_WHAT YOU WILL DO:_
Every line below that holds "correct" must be copied.

_MATERIAL PROVIDED:_
=== Section Start ===
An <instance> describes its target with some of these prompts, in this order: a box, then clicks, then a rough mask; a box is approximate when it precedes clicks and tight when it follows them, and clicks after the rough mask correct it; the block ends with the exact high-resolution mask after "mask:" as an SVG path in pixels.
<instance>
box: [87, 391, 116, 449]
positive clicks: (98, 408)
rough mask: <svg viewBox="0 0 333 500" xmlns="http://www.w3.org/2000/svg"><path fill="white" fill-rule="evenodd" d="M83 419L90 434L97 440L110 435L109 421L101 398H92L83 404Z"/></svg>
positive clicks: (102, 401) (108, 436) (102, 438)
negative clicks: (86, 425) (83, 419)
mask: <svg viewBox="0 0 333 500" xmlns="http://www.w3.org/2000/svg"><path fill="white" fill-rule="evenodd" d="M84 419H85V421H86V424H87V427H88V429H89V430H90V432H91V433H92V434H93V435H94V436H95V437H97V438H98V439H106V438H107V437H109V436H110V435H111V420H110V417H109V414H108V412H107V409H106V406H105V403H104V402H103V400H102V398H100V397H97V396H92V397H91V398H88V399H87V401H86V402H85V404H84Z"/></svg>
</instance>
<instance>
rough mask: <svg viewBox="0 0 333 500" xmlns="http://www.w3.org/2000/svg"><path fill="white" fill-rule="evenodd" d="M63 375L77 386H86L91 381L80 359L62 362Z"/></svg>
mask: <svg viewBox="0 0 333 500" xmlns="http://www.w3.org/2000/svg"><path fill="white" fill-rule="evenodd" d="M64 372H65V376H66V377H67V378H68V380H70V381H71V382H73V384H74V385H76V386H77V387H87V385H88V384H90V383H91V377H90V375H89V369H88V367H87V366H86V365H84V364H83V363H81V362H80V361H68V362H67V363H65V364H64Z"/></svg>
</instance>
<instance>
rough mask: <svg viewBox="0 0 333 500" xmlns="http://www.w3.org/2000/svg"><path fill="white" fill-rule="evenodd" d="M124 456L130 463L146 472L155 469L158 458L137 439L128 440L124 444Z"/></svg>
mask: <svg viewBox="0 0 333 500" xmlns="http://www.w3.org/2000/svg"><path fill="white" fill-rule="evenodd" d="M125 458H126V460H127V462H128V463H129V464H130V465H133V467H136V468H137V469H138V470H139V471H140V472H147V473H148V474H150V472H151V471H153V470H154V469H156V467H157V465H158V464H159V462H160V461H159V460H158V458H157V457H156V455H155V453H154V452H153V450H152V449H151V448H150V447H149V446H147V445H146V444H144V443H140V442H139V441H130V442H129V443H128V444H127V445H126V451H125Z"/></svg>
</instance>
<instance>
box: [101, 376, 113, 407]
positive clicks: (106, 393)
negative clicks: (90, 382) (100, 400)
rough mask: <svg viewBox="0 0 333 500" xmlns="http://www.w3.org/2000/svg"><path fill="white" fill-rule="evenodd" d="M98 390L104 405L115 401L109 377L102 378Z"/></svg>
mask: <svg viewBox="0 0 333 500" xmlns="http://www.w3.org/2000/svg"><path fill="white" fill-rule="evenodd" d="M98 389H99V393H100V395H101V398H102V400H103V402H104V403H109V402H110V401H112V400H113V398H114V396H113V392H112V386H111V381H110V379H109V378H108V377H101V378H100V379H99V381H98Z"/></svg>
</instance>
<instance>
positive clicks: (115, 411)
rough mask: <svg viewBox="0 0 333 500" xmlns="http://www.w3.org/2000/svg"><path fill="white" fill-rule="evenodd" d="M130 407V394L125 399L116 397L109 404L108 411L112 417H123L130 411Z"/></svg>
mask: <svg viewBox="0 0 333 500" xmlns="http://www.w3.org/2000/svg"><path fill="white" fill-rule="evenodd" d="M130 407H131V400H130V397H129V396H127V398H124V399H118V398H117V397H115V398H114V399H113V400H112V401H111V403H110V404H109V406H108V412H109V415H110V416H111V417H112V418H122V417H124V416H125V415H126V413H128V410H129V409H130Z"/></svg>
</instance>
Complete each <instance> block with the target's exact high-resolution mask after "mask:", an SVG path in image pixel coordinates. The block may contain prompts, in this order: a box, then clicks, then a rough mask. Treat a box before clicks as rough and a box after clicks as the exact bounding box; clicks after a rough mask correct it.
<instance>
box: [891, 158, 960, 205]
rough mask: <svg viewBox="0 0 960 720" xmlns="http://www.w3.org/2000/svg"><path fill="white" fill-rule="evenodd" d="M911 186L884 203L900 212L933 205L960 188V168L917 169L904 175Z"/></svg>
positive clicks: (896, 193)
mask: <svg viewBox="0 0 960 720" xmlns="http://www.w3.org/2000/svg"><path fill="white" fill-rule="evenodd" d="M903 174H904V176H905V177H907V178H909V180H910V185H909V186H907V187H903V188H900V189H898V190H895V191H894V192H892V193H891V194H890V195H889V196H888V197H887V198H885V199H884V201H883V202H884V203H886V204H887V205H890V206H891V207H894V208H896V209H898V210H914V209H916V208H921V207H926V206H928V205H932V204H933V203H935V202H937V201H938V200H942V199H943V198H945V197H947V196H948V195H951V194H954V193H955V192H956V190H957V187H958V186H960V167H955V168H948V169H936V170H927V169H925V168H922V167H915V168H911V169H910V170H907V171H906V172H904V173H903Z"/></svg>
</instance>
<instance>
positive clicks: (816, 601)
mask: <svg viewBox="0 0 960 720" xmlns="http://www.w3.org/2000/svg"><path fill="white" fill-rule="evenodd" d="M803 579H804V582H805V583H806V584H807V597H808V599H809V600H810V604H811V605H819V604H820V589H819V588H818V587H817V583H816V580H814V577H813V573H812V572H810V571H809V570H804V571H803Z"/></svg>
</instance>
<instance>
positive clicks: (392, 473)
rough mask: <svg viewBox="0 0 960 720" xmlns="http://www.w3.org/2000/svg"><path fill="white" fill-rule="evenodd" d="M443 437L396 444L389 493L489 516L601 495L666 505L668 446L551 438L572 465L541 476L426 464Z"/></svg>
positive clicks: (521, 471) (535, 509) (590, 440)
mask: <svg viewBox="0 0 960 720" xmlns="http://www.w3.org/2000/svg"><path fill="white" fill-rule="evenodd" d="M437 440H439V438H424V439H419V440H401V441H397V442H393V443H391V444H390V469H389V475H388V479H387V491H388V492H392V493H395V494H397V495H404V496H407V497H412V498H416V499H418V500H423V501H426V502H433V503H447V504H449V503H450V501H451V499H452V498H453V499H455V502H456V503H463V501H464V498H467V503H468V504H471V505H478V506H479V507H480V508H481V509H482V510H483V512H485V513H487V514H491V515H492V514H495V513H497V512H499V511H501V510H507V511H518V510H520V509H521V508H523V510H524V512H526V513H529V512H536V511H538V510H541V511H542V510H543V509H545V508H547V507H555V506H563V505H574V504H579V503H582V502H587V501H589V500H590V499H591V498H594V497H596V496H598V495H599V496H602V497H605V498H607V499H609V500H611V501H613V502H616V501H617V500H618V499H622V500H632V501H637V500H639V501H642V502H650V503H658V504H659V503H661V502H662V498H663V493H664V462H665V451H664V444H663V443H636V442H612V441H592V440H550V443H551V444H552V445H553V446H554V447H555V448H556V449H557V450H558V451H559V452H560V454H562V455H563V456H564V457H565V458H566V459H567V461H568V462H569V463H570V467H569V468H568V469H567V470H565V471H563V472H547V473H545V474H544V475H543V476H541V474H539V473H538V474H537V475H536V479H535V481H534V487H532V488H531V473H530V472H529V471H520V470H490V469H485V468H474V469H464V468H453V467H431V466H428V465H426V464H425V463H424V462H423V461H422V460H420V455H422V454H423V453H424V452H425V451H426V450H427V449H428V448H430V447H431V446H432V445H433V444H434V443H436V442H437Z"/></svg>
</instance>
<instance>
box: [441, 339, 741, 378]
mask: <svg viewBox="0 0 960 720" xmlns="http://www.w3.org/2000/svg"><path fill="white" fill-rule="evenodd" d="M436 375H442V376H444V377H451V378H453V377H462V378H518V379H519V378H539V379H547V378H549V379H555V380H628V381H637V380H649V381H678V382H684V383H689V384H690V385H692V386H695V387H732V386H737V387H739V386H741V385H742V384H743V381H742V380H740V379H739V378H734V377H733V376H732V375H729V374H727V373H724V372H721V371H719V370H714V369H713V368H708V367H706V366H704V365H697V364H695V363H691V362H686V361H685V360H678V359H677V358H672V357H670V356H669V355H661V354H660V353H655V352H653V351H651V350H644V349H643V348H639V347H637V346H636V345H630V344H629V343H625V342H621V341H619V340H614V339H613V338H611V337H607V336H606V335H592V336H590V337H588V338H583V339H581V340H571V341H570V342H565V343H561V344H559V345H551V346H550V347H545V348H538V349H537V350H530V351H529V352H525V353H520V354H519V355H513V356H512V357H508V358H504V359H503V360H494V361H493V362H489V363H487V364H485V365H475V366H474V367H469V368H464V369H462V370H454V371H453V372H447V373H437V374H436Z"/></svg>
=== Section End ===
=== Section Start ===
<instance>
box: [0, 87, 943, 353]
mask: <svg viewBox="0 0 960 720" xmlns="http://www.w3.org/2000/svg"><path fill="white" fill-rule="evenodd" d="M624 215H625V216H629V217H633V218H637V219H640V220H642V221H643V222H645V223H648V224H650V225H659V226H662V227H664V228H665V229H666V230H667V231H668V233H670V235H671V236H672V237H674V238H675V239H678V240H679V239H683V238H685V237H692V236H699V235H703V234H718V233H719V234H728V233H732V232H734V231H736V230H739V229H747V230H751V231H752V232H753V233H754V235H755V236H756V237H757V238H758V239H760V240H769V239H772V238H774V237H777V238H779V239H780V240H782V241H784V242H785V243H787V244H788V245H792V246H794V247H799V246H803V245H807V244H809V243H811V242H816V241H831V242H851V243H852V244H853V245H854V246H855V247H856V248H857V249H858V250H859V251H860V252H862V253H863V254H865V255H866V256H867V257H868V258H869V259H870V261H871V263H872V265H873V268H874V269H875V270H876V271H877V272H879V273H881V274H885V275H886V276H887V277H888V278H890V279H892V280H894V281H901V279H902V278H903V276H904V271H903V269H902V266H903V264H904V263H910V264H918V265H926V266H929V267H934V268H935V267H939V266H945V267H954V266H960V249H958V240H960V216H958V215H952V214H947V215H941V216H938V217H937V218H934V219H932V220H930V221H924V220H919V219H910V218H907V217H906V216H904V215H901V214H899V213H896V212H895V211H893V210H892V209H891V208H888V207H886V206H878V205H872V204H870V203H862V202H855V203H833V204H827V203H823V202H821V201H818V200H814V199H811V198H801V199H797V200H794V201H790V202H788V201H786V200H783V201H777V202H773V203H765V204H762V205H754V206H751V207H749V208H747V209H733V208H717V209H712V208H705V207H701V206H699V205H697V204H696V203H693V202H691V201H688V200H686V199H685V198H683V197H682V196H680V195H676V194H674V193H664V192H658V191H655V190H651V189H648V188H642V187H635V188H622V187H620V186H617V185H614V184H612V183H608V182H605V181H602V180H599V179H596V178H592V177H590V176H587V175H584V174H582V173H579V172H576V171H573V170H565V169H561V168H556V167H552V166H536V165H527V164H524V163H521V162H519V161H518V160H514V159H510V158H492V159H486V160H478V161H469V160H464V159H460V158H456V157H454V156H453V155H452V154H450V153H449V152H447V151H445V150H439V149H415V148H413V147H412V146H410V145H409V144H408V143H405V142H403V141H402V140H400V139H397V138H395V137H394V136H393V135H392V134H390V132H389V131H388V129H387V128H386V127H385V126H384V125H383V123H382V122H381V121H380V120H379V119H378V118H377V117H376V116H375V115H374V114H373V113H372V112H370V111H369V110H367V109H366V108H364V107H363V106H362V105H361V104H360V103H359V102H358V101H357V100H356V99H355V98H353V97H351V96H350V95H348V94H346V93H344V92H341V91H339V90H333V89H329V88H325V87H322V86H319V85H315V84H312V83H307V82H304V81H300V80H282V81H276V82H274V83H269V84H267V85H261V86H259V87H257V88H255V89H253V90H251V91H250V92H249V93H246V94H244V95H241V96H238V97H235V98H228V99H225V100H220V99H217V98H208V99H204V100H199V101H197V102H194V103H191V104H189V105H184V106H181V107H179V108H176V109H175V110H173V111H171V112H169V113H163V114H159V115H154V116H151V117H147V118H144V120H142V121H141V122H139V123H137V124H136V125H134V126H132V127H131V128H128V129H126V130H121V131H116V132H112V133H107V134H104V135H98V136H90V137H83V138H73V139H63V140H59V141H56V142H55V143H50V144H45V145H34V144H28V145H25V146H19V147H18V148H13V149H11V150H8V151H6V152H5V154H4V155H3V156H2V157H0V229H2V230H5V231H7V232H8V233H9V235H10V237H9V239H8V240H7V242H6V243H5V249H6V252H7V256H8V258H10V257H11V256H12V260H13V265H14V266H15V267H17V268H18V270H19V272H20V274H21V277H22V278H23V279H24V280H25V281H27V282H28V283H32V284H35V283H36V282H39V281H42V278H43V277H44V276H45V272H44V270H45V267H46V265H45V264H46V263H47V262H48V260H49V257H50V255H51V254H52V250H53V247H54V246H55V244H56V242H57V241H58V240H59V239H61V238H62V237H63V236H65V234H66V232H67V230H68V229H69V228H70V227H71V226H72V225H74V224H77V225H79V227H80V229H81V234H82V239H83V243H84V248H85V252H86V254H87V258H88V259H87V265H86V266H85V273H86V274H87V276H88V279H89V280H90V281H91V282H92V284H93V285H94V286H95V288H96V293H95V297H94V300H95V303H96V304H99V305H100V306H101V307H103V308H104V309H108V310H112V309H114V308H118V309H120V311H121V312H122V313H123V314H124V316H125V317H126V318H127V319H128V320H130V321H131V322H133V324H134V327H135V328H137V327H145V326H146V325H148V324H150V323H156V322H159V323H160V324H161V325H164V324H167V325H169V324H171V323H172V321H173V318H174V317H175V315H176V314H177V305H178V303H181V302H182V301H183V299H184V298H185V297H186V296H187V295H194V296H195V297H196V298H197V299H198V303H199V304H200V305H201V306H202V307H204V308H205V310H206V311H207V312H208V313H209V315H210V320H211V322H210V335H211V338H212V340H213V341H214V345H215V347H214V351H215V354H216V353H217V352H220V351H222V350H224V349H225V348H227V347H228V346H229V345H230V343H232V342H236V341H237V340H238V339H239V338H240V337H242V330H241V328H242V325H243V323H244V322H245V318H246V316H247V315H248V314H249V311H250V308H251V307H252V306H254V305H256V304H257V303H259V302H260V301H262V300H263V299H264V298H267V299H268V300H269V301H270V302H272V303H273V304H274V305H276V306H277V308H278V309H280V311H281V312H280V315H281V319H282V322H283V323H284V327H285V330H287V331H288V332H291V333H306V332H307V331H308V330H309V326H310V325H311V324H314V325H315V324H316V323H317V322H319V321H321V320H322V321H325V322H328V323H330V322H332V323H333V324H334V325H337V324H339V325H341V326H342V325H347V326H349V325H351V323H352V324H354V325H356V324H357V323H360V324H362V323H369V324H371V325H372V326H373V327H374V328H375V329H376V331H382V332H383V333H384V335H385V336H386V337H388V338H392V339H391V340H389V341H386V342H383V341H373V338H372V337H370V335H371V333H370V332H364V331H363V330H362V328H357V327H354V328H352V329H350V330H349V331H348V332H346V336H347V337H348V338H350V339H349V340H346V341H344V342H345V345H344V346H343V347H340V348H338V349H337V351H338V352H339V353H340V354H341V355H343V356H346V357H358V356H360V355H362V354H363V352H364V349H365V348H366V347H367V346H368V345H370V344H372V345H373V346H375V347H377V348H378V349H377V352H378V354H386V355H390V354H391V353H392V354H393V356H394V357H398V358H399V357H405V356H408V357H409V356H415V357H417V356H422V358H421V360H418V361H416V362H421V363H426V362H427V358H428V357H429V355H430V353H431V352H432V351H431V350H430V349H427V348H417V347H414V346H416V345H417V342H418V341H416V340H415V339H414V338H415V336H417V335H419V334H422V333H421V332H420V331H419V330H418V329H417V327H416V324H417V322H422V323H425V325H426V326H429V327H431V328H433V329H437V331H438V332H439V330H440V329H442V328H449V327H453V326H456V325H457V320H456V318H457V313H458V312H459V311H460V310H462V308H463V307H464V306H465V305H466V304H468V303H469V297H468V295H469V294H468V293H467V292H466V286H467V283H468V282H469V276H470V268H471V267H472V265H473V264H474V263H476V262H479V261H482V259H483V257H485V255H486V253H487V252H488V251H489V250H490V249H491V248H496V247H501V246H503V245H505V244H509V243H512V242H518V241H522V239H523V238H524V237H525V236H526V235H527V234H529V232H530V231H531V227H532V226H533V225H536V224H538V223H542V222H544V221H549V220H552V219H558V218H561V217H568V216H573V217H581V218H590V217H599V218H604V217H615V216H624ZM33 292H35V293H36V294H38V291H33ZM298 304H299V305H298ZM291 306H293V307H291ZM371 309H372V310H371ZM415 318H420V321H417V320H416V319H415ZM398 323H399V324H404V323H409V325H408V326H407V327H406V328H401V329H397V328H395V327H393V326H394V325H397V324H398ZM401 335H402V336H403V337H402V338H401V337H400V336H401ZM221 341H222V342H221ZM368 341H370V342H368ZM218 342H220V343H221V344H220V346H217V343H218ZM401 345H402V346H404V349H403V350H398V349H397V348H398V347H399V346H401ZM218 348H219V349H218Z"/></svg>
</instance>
=== Section End ===
_SOLUTION TO THE EXERCISE:_
An <instance> describes its target with some of these prompts, in this order: a box, then clicks, then a rough mask; a box is approximate when it precedes clicks and tight when it follows them, and clicks after the rough mask correct it; the block ends with the exact high-resolution mask after "mask:" as an SVG path in pixels.
Complete each <instance> block with the target's exact high-resolution mask after "mask:", an SVG path in image pixel coordinates. The block may contain prompts, in this order: a box, then clicks, then a rough mask. Treat a box before clicks as rough and a box after clicks as the exact bounding box; clicks after a rough mask correct it.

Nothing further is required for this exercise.